▶ [CONSIGNE DONNÉE 1]
Modifiez les lignes des enregistrements, de la ligne contenant "Object detection labeling — target class: racing" jusqu'à la fin des enregistrements incluse, en remplaçant "glove" par "gauntlet" sans rien changer d'autre.

▶ [TEXTE SOURCE]
La Cnil reproche au fournisseur Direct Énergie d'avoir collecté des données relevant de la vie privée de ses clients, sans leur consentement.
La commission nationale de l'informatique et des libertés (Cnil) vient de taper du poing sur la table. Elle a adressé une mise en demeure à DirectÉnergie, le 27 mars 2018. Elle lui reproche d'avoir collecté des données de consommation par le biais du compteur communicant Linky, sans le consentement de ses clients. En effet, avec ce nouveau compteur électrique, les fournisseurs d'énergie peuvent tout connaître de vos habitudes en accédant à des informations relevant de votre vie privée, comme vos heures de lever et de coucher, ou le nombre de personnes présentes dans votre foyer. De son côté, Direct Énergie aurait considéré qu'en acceptant la pose de Linky, les usagers donnaient leur consentement à la collecte de ces données.
Si l'accumulation d'informations peut permettre aux fournisseurs de développer des offres spécifiques pour aider les foyers à mieux maîtriser leur consommation, au moment des faits, Direct Énergie ne proposait rien de tel. Le fournisseur fautif dispose de 3 mois pour mettre fin à cette pratique. Si vous avez un nouveau compteur, sachez que vos données de consommation ne peuvent être relevées qu'avec votre consentement. Décidément, les polémiques s'accumulent. Précédemment, dans son rapport annuel publié en février, la Cour des comptes a qualifié Linky de dispositif coûteux pour les foyers. Nous lui consacrerons une enquête fouillée dans notre prochain numéro de juin.

▶ [DONNÉES DE L'EXERCICE]

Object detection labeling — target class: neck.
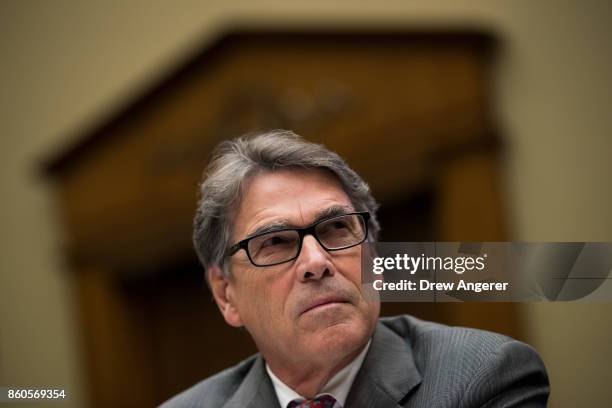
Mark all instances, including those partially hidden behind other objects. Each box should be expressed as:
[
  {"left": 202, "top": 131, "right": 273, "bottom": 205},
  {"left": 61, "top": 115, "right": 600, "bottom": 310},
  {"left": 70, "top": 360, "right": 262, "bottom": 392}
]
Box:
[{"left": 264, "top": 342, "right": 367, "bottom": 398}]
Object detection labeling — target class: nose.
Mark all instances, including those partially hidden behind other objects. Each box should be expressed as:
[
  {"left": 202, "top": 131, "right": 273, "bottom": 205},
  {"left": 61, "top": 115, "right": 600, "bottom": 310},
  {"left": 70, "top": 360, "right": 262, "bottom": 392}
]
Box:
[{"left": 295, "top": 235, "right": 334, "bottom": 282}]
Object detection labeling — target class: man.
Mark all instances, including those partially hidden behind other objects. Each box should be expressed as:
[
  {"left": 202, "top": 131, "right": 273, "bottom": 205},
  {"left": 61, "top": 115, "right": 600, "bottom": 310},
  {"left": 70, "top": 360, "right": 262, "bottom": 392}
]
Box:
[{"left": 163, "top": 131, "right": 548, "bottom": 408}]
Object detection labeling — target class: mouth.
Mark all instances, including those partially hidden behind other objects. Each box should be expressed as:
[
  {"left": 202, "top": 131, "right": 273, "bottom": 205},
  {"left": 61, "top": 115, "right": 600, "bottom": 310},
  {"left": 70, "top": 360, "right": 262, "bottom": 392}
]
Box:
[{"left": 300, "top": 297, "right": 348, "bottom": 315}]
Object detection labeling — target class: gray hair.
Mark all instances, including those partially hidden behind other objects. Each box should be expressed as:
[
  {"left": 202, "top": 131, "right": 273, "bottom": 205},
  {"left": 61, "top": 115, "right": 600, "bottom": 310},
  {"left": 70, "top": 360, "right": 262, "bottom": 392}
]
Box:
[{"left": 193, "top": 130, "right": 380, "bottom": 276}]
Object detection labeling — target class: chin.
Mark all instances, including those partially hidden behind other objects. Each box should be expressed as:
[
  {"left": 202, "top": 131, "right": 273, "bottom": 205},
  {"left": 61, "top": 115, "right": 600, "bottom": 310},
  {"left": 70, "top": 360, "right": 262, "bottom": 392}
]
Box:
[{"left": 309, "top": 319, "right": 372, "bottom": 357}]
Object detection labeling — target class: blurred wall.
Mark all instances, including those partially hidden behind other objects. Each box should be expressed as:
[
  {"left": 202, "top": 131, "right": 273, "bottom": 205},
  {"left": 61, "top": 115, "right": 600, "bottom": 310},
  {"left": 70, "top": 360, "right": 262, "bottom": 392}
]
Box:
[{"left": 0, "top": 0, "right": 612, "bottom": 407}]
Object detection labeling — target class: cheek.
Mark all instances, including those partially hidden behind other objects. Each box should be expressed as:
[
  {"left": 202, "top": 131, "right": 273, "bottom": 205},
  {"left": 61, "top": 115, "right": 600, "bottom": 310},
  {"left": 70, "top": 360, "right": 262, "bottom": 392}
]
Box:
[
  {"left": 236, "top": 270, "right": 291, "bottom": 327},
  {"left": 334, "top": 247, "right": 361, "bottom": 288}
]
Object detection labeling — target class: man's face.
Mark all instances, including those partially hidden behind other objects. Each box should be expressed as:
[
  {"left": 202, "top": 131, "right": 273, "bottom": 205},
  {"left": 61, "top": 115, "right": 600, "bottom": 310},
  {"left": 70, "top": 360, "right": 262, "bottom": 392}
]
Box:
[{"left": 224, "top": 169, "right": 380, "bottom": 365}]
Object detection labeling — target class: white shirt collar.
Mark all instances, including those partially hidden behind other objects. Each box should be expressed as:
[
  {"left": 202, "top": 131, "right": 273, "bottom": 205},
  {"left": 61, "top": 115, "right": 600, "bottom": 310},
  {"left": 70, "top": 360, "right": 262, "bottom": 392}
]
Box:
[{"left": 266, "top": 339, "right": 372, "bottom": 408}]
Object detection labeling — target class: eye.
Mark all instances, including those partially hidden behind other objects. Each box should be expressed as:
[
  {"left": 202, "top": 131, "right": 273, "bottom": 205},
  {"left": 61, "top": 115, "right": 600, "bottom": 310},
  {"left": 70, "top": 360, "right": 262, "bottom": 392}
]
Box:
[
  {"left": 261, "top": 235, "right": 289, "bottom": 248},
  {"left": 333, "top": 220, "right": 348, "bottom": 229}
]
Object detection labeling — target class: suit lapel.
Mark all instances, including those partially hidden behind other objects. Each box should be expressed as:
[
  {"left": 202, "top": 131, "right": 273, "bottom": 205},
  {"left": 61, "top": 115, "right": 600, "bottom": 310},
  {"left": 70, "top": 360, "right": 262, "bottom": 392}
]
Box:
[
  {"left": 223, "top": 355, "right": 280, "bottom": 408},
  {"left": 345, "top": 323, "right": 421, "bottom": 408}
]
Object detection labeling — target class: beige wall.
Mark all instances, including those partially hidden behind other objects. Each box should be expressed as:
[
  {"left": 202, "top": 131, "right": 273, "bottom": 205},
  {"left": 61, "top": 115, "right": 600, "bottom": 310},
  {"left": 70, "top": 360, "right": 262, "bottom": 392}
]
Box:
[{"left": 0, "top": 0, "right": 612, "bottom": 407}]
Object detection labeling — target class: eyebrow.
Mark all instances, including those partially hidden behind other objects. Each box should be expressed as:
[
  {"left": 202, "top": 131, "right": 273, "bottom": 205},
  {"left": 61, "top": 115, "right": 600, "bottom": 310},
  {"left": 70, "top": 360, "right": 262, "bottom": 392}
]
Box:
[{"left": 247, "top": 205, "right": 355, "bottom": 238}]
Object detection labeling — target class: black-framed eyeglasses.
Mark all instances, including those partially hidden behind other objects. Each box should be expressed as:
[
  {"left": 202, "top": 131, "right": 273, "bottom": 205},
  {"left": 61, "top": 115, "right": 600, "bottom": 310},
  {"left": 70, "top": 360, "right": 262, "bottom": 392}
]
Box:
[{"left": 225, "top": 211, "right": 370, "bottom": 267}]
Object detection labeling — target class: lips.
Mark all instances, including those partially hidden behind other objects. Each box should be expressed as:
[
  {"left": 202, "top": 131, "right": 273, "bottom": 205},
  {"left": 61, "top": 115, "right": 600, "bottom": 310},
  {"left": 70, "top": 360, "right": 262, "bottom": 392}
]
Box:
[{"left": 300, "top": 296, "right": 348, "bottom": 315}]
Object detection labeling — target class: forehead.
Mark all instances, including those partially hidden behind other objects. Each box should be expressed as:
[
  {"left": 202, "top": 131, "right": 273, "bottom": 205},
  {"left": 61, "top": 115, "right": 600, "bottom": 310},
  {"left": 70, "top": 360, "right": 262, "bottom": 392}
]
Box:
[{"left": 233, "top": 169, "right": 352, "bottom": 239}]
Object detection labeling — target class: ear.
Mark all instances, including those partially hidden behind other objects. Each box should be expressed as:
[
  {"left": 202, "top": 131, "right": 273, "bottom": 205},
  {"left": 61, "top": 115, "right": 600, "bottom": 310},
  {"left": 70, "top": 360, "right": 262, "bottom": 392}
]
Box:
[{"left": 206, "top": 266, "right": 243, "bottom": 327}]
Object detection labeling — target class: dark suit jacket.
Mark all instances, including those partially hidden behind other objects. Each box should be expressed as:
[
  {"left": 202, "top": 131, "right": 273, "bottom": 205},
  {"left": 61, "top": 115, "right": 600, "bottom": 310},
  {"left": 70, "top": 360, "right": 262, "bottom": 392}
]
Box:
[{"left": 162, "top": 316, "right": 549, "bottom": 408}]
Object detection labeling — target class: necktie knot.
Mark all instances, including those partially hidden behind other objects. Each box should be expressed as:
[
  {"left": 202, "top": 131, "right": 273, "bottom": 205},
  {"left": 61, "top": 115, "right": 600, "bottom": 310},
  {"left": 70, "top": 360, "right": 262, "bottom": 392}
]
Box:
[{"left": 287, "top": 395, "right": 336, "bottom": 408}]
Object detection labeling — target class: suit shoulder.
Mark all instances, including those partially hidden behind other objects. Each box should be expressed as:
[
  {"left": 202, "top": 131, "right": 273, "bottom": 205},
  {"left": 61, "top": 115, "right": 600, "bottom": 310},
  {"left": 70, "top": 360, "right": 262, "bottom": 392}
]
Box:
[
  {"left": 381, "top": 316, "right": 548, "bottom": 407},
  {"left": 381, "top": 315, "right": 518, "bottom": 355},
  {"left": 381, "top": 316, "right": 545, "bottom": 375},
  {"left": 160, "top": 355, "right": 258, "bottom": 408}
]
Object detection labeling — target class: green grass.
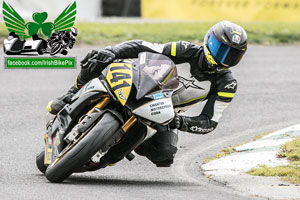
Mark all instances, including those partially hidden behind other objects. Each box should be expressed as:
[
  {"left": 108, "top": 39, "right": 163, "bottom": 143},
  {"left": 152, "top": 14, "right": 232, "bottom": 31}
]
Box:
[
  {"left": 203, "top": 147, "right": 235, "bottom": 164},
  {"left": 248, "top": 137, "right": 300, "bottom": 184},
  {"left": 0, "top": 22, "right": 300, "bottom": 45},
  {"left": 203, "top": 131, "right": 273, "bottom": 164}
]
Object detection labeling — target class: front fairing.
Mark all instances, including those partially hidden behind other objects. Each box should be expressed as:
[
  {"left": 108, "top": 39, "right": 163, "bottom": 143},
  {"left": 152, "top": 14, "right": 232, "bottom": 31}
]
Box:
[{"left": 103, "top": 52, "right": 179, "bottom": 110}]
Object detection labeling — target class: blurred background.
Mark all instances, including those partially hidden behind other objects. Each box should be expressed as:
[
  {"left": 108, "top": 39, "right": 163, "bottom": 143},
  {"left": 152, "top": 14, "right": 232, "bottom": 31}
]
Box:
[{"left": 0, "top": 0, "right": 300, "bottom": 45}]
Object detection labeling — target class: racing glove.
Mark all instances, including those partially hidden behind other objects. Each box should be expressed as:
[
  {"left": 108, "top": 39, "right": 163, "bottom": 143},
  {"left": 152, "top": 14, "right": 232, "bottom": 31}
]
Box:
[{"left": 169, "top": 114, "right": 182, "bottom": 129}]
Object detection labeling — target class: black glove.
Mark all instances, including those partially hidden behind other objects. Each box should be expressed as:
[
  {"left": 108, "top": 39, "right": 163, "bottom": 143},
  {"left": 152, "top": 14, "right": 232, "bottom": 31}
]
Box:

▶ [CONSIGNE DONNÉE 2]
Reproduisez fidèlement le passage de l'article sur la mise en demeure de Direct Énergie, de "La Cnil reproche" jusqu'à "de ces données." inclus.

▶ [RÉPONSE ATTENDUE 1]
Object detection labeling — target class: racing gauntlet.
Mark all instances, including those partially hidden behind other objects. Each box should be expressed as:
[
  {"left": 108, "top": 39, "right": 163, "bottom": 143},
  {"left": 152, "top": 14, "right": 232, "bottom": 31}
]
Box:
[{"left": 169, "top": 114, "right": 182, "bottom": 129}]
Object detection labeling — target class: black gauntlet.
Mark all instances, including those partially hidden behind other objects. Each box should be expressed as:
[
  {"left": 108, "top": 39, "right": 163, "bottom": 143},
  {"left": 152, "top": 14, "right": 232, "bottom": 31}
]
Box:

▶ [RÉPONSE ATTENDUE 2]
La Cnil reproche au fournisseur Direct Énergie d'avoir collecté des données relevant de la vie privée de ses clients, sans leur consentement.
La commission nationale de l'informatique et des libertés (Cnil) vient de taper du poing sur la table. Elle a adressé une mise en demeure à DirectÉnergie, le 27 mars 2018. Elle lui reproche d'avoir collecté des données de consommation par le biais du compteur communicant Linky, sans le consentement de ses clients. En effet, avec ce nouveau compteur électrique, les fournisseurs d'énergie peuvent tout connaître de vos habitudes en accédant à des informations relevant de votre vie privée, comme vos heures de lever et de coucher, ou le nombre de personnes présentes dans votre foyer. De son côté, Direct Énergie aurait considéré qu'en acceptant la pose de Linky, les usagers donnaient leur consentement à la collecte de ces données.